**WHAT THE TASK ASKS:**
Starting at the line that holds "of the leafy", copy every line exactly through the end of the data, and no others.

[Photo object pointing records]
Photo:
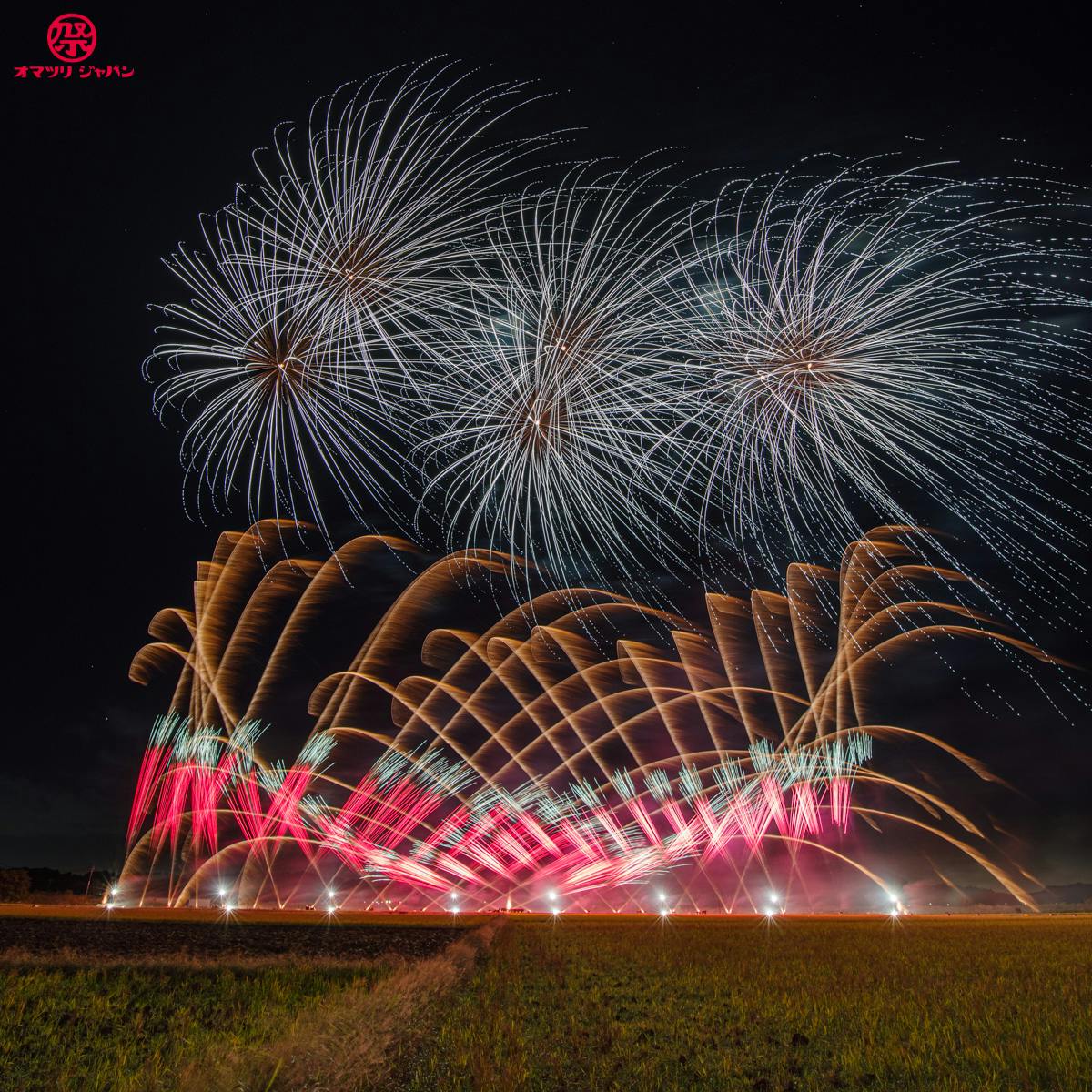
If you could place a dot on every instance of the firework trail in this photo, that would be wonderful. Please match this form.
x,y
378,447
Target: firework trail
x,y
861,336
530,757
290,361
544,437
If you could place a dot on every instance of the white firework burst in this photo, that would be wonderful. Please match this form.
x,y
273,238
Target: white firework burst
x,y
545,432
290,360
271,416
856,338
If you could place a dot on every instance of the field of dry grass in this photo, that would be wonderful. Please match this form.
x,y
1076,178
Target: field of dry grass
x,y
534,1004
973,1004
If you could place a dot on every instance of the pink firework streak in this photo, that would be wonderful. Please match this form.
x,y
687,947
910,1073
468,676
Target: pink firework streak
x,y
418,819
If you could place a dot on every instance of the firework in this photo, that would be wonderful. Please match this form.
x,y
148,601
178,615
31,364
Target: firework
x,y
863,336
544,436
530,758
290,361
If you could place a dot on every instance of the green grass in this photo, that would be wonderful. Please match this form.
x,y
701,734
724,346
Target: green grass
x,y
126,1027
721,1004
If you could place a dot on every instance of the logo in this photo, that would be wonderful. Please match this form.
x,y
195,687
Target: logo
x,y
71,37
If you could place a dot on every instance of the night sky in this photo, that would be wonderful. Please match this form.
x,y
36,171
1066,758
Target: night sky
x,y
107,177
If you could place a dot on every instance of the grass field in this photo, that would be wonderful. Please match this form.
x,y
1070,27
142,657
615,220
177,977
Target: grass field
x,y
581,1003
628,1004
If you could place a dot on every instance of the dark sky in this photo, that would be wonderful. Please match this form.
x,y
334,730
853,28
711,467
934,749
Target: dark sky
x,y
106,177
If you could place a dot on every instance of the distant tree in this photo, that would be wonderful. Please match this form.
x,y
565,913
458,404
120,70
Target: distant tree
x,y
15,885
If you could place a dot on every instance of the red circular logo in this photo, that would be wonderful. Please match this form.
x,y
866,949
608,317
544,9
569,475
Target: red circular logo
x,y
71,37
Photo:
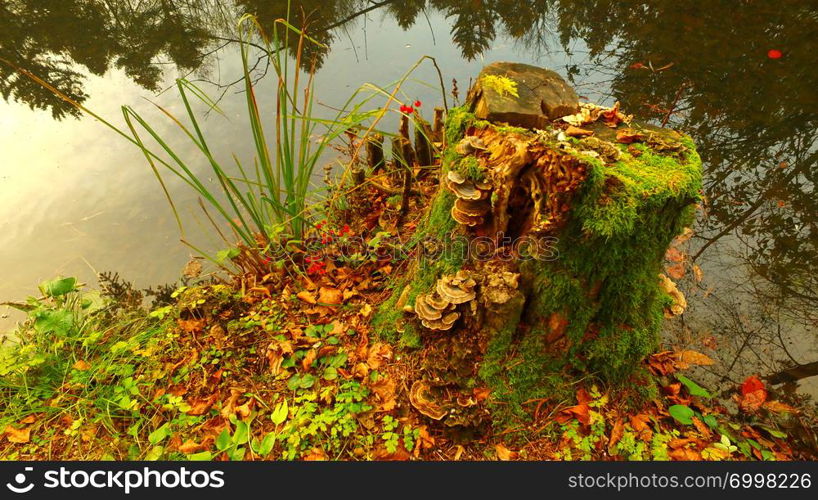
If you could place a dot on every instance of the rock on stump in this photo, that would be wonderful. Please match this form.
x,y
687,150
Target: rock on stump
x,y
540,256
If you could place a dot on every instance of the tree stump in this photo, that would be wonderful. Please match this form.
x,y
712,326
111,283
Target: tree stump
x,y
541,253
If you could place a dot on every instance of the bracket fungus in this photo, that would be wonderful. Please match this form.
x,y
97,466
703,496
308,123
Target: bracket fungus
x,y
437,309
473,201
420,395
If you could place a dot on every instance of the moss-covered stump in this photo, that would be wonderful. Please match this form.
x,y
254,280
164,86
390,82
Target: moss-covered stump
x,y
541,253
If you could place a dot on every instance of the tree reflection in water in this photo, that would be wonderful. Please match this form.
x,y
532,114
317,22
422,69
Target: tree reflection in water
x,y
700,66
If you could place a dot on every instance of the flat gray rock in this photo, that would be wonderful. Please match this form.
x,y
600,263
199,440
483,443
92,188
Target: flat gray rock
x,y
541,95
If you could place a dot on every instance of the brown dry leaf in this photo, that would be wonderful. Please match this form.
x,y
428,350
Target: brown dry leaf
x,y
504,453
229,406
244,410
191,446
193,268
89,432
338,328
714,453
378,353
616,434
673,254
191,325
17,435
384,389
697,273
702,428
399,455
752,401
779,407
360,370
685,454
676,271
81,365
573,131
200,406
581,412
694,358
628,136
640,422
311,355
481,393
306,297
331,296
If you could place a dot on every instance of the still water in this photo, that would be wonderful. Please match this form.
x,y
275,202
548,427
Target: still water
x,y
75,199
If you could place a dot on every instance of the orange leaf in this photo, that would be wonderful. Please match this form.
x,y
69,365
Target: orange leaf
x,y
378,353
200,406
676,271
315,455
674,255
616,435
81,365
694,358
779,407
504,453
306,297
752,401
640,422
581,412
697,273
308,359
191,446
573,131
191,325
751,384
701,427
331,296
685,454
17,435
627,136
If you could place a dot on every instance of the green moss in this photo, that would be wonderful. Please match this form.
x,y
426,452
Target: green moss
x,y
470,168
619,228
457,120
438,227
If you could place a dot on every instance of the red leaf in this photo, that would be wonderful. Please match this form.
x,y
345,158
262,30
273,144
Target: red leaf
x,y
751,384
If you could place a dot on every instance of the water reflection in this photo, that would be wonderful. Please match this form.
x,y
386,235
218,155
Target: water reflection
x,y
699,66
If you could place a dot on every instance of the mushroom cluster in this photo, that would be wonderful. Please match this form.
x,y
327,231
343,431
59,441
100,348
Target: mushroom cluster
x,y
500,286
437,310
473,199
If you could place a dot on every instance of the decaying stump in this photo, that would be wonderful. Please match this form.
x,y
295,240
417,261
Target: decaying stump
x,y
541,252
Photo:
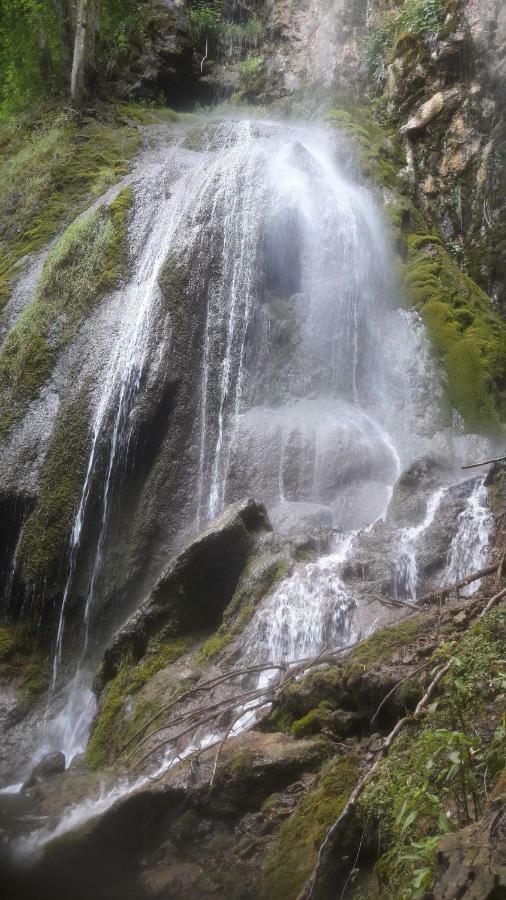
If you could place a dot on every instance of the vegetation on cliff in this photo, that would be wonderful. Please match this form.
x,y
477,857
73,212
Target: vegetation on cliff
x,y
85,263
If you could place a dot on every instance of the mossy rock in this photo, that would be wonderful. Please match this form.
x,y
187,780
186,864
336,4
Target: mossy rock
x,y
113,728
23,662
51,165
466,333
43,547
414,796
291,859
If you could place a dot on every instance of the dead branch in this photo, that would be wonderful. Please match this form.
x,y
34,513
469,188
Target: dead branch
x,y
399,683
297,666
486,463
216,711
310,889
493,602
395,602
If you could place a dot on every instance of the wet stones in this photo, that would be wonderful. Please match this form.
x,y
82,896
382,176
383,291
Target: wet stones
x,y
196,586
50,765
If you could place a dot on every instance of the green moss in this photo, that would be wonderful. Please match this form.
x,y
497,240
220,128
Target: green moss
x,y
253,585
292,857
44,540
383,643
50,169
22,660
466,333
13,638
379,149
85,263
436,777
112,728
314,722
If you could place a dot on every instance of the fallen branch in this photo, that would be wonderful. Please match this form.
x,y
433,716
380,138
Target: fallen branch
x,y
486,463
334,834
442,593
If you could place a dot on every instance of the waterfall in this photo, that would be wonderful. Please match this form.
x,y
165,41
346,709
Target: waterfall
x,y
311,387
307,612
406,576
301,404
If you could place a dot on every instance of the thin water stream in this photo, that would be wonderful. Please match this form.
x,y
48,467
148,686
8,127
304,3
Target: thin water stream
x,y
302,401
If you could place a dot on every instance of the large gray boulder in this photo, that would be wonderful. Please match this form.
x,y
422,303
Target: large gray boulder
x,y
196,587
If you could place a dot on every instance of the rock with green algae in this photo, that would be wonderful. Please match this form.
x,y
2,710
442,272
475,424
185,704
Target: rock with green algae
x,y
466,333
52,165
84,265
290,861
196,587
42,550
143,841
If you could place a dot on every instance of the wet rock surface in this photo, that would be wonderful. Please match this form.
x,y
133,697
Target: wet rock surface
x,y
197,586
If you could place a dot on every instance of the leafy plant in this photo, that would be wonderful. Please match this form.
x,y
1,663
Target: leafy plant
x,y
417,21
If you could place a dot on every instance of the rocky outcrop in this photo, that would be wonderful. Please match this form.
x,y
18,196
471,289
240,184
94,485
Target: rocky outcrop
x,y
471,863
196,587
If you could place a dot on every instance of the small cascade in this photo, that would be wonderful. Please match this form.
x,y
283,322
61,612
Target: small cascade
x,y
469,549
406,575
309,611
152,238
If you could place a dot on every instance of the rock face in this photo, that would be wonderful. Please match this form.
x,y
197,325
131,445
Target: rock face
x,y
197,586
165,65
52,764
472,862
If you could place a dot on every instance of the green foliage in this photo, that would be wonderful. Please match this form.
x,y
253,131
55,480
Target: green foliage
x,y
85,263
238,35
466,333
30,53
44,541
248,594
384,642
415,22
436,780
206,18
252,74
112,728
292,857
379,154
50,168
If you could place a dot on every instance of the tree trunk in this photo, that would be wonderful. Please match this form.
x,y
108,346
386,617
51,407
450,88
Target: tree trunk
x,y
63,17
83,63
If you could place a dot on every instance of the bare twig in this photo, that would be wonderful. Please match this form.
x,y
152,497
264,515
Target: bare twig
x,y
311,888
500,571
406,677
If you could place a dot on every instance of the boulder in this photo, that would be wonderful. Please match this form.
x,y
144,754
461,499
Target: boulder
x,y
412,489
50,765
425,114
196,587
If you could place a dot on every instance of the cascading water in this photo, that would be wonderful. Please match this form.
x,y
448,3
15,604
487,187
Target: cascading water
x,y
312,384
470,546
406,578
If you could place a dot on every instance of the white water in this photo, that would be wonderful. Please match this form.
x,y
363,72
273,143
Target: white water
x,y
308,611
470,547
406,574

**RESULT:**
If you could place a dot on every instance of the leafy plant in this photo, that would be wonderful. Please match this form.
x,y
1,663
Target: leafy plant
x,y
417,21
If you could place a dot on every instance of the rocky outcrop in this photo, that would be wonderful. Please match this form.
x,y
18,196
471,289
240,184
94,485
Target: rocky outcrop
x,y
471,863
196,587
If you could place a dot on every instance of the small cascade in this photo, that would be wonderful. Please match this form.
x,y
283,322
61,612
Target: small cascade
x,y
469,549
406,575
309,611
152,238
If you could place a dot on every instance of the rock face in this photo, that would be wonderful. Please match this form.
x,y
197,325
131,445
Target: rock face
x,y
197,586
165,65
52,764
472,862
If you could place a dot on every instance of the green foliage in this photo, that would be wonderful. Please match this form.
x,y
253,131
55,480
Target: green foliage
x,y
85,263
238,35
466,333
30,53
44,541
248,594
384,642
415,22
436,780
206,18
252,74
112,728
292,857
379,154
50,168
If you could place a dot on every instance of the tree trunk in this photo, that would be wonderful. Please match this form.
x,y
108,346
386,617
51,407
450,88
Target: tree trunk
x,y
63,17
83,63
If you could place a dot on every instance of the bare twig in this photo, that would be wonderful. Please match this form.
x,y
152,497
264,515
Target: bare twig
x,y
311,888
500,571
406,677
If you could place a dot on every instance of the boulder in this photo, that would be wonderful. Please match this form.
x,y
144,754
461,499
Target: boulder
x,y
412,489
50,765
425,114
196,587
If you could place a dot on every instance of the cascading water in this photo, that would be wonderful. Please match this form.
x,y
448,3
15,604
487,187
Target: cascading water
x,y
312,384
470,546
406,578
If you could place a dot on every instance of the white water in this photo, that would be wonderful. Please match this form.
x,y
363,72
273,143
Target: white water
x,y
308,611
470,547
406,574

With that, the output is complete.